• **GOAL**
Copy out each line below that contains the string "shirt". Case must match.

• **PROVIDED DATA**
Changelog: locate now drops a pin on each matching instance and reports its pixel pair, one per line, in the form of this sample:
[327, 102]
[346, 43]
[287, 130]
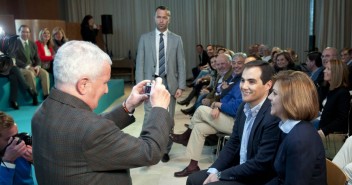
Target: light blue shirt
[251, 114]
[288, 125]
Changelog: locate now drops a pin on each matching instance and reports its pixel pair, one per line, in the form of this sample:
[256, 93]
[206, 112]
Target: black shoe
[14, 105]
[165, 158]
[189, 111]
[35, 100]
[190, 85]
[185, 172]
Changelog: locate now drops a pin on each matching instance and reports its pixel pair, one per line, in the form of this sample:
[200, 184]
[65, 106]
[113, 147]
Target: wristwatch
[218, 175]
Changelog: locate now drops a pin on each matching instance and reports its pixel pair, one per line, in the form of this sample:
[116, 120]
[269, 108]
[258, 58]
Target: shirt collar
[254, 111]
[157, 32]
[287, 126]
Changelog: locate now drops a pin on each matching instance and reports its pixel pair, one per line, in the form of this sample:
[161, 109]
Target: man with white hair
[329, 53]
[73, 145]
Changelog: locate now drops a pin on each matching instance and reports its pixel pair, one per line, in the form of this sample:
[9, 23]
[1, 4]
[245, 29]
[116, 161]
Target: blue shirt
[251, 114]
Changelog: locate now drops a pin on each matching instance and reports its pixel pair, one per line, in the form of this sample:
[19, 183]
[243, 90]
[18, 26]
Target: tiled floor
[163, 173]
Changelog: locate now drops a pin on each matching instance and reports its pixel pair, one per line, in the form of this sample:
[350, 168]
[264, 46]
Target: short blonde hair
[339, 74]
[299, 96]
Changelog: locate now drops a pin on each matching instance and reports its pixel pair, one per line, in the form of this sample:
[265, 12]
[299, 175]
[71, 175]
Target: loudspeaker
[106, 23]
[312, 43]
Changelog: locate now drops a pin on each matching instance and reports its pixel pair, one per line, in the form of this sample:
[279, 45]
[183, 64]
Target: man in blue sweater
[219, 117]
[16, 156]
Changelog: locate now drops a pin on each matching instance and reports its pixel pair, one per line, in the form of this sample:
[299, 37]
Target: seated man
[247, 157]
[29, 63]
[16, 158]
[73, 145]
[210, 120]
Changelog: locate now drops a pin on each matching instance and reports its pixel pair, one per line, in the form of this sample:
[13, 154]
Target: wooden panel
[7, 22]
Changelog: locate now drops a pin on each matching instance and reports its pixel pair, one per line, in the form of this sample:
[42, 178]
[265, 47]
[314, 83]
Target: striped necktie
[161, 56]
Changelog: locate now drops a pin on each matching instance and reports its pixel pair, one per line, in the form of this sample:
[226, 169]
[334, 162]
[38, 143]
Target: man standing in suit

• **FINISHED ANSWER**
Target: light blue shirt
Target: shirt collar
Target: blue shirt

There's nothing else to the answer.